• [Exercise instructions]
Give the records again. Keep them exact and leave out the images.

Free-text object descriptions:
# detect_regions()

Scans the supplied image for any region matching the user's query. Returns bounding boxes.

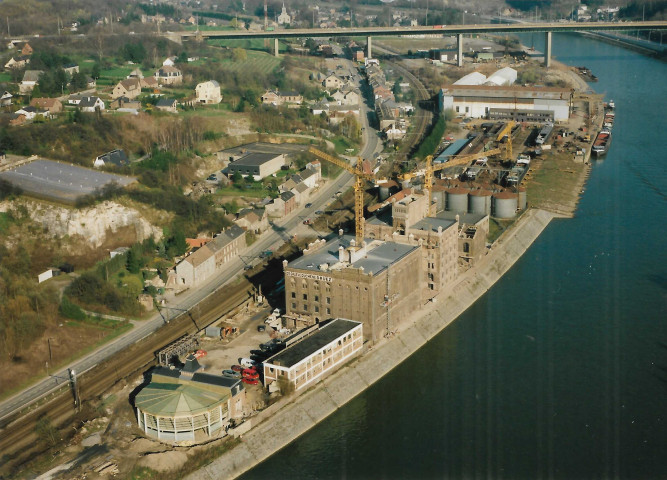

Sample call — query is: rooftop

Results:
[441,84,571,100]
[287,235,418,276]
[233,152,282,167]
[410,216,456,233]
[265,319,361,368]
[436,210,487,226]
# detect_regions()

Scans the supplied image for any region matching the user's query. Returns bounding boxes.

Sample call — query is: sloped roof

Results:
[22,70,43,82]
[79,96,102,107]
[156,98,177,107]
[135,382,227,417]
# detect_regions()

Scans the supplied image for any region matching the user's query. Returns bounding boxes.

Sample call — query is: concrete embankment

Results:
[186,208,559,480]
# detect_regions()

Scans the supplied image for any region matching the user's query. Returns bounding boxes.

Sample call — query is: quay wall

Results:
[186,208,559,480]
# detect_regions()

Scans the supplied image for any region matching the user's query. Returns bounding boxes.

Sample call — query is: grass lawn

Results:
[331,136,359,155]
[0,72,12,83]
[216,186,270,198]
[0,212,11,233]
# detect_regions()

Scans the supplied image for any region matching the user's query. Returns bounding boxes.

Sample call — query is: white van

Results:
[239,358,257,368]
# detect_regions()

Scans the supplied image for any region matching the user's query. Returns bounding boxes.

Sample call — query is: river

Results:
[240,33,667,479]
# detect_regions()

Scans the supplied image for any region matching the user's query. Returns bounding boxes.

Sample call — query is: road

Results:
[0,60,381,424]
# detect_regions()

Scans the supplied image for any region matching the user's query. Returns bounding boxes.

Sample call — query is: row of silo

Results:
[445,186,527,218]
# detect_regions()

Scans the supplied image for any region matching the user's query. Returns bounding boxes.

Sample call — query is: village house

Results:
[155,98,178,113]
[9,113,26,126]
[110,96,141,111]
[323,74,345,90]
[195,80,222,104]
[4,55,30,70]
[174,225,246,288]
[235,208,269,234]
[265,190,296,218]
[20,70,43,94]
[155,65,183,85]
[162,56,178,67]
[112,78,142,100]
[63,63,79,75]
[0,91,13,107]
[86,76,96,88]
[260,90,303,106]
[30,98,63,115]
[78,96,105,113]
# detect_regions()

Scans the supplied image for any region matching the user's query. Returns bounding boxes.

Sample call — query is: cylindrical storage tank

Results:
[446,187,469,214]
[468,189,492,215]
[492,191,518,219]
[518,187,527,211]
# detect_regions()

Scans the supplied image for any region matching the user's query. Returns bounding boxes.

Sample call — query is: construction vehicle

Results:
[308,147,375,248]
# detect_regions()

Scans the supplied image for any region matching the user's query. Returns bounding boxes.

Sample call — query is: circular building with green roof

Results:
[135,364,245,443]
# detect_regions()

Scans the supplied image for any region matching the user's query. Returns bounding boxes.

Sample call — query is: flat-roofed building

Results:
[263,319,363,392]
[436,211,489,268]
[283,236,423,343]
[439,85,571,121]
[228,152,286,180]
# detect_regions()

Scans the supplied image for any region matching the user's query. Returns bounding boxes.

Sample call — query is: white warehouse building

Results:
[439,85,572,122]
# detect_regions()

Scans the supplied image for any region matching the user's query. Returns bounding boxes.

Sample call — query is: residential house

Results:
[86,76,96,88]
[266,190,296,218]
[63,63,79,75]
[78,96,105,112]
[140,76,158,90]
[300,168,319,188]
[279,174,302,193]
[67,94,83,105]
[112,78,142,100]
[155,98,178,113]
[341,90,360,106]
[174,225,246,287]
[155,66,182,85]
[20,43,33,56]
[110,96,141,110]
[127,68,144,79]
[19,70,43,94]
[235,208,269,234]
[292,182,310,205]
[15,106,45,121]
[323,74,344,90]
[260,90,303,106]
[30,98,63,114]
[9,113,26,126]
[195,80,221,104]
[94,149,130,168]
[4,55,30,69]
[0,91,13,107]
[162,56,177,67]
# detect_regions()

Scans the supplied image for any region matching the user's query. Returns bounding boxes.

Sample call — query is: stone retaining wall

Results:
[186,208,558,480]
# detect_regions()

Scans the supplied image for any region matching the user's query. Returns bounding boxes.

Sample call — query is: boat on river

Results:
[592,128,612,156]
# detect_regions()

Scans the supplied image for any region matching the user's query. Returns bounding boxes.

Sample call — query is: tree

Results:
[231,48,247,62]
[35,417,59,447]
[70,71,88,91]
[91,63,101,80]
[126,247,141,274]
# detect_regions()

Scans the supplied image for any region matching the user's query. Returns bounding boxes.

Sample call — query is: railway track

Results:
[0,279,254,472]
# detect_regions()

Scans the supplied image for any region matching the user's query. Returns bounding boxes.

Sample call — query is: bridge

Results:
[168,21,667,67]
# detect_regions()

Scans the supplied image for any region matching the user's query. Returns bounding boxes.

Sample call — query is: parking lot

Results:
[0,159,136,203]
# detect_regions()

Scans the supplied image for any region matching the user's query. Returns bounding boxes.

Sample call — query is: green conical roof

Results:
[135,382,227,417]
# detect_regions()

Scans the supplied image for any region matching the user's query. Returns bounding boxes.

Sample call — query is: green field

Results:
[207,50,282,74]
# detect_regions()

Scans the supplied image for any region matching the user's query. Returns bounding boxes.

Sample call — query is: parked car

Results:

• [Answer to the problem]
# detect_regions()

Scans the supplied image for any region matching the user's query. Returns bounding boxes.


Sample call — query is: rooftop

Results:
[441,84,571,100]
[287,235,418,276]
[233,152,282,167]
[410,216,456,233]
[265,319,361,368]
[436,210,487,226]
# detect_regions()

Scans the supplied image for any region matching the user's query. Returns bounding boxes.

Sample call — query is: sloped roof

Results:
[22,70,43,82]
[79,96,102,107]
[156,98,177,107]
[135,382,227,417]
# detect_regions()

Scans the supplied image for any region matching the user's query. Returns bounding boxes.

Sample call — query is: concrete embankment

Results:
[186,208,559,480]
# detect_regions()

Scans the supplied image for any region matching the user's query. Returns bounding boxes.

Sample call — query is: quay wall

Results:
[186,208,559,480]
# detect_regions()

Scans the supplied image for any region matching the user's query. Returns bounding boxes.

Sample call — query is: grass lawn

Results:
[331,136,359,155]
[0,72,12,83]
[216,186,270,198]
[0,212,11,233]
# detect_regions()

Scans the supplied image for any region matching the user's query. Returns bounding boxes.

Sample call — query is: white van

Results:
[239,358,257,368]
# detect_regions()

Scans the supplied image for any region matching the user's query. Returns bounding boxes.

Sample call — query is: river

Results:
[240,33,667,479]
# detect_regions()

Scans the supplied image for any region matching the user's query. Returns bounding boxes.

Sample call — query is: road

Results:
[0,60,381,424]
# detect_regions()

Scans the supplied image for any region matching the user's query. Returns bounding boxes.

Sample call — query is: row of silo

Results:
[445,186,527,218]
# detect_regions()

Scans the supplied image for any region matching the user's query. Returns bounding boxes.

Sample call — query is: village house

Results:
[155,98,178,113]
[9,113,26,126]
[110,96,141,111]
[323,74,345,90]
[195,80,222,104]
[4,55,30,70]
[174,225,246,288]
[235,208,269,234]
[265,190,296,218]
[20,70,43,94]
[155,65,183,85]
[162,56,178,67]
[112,78,142,100]
[63,63,79,75]
[0,91,13,107]
[86,76,96,88]
[260,90,303,106]
[30,98,63,115]
[78,96,105,113]
# detect_regions()

Scans the supplied image for any region matching the user's query. Returns bounding boxes.

Sample call — query is: cylindrical storage tank

Results:
[446,187,469,214]
[468,189,492,215]
[492,191,518,219]
[518,187,527,211]
# detect_regions()

Scans the supplied image for any region matching the user's query. Returns bounding boxes.

Sample call — query is: construction vehicle

Results:
[308,147,375,248]
# detect_regions()

Scans the supplied image for any region matching the user's query. Returns bounding boxes.

Sample call — query is: circular building with green roof

Results:
[135,364,245,443]
# detect_regions()

Scans the supplied image for any region matching the user's query. Returns bounding boxes.

Sample call — query is: flat-roofed building

Results:
[263,319,363,392]
[436,211,489,268]
[283,236,423,343]
[439,85,571,121]
[228,152,286,180]
# detect_regions()

Scans the supplied image for any region matching the user's query. Returns bounding boxes.

Sample call — query is: white warehouse building

Results:
[439,85,572,122]
# detect_regions()

Scans the supplied image for any region matching the user's query. Returns bounding boxes.

Sample call — query is: residential house

Results:
[86,76,96,88]
[266,190,296,218]
[63,63,79,75]
[78,96,105,112]
[140,76,158,90]
[300,168,319,188]
[279,174,302,193]
[67,94,83,105]
[112,78,142,100]
[155,98,178,113]
[341,90,360,106]
[174,225,246,287]
[155,66,182,85]
[20,43,33,56]
[110,96,141,110]
[127,68,144,79]
[19,70,43,94]
[235,208,269,234]
[292,182,310,205]
[15,106,45,121]
[323,74,344,90]
[260,90,303,106]
[30,98,63,114]
[9,113,26,126]
[195,80,221,104]
[94,149,130,168]
[4,55,30,69]
[0,91,13,107]
[162,56,177,67]
# detect_regions()

Scans the supplied image for any region matching the user's query. Returns bounding boxes.

Sample call — query is: stone retaining wall

Results:
[186,208,558,480]
# detect_regions()

Scans the supplied image for any region matching the user's query. Returns bounding boxes.

Sample call — query is: boat on river

Results:
[592,128,612,156]
# detect_regions()

Scans the supplied image for any region matching the user's query. Returns bounding boxes.

Sample call — query is: tree

Results:
[231,48,247,62]
[35,417,59,447]
[70,71,88,91]
[91,63,101,80]
[126,247,141,274]
# detect_regions()

Scans the supplied image for any region matching the user's query. Returns bounding boxes.

Sample call — query is: railway track

Results:
[0,279,254,472]
# detect_regions()

Scans the supplied image for any region matching the user's query. Returns bounding boxes.

Sample call — query is: bridge

Results:
[168,21,667,67]
# detect_regions()

Scans the supplied image for any region matching the user's query. Returns bounding boxes.

Sample call — query is: parking lot

Results:
[0,159,136,203]
# detect_regions()

Scans the supplied image for any region matching the user's query. Returns bounding boxes.

Sample call — query is: green conical roof

Results:
[135,382,227,417]
# detect_regions()

Scans the supplied image for any region matching the user's query. Returns bounding boxes.

Sample call — query is: green field

Results:
[207,50,282,74]
# detect_regions()

Scans the supplied image for any region matching the user's query. Returns bounding boxes.

Sample call — query is: parked car

Results:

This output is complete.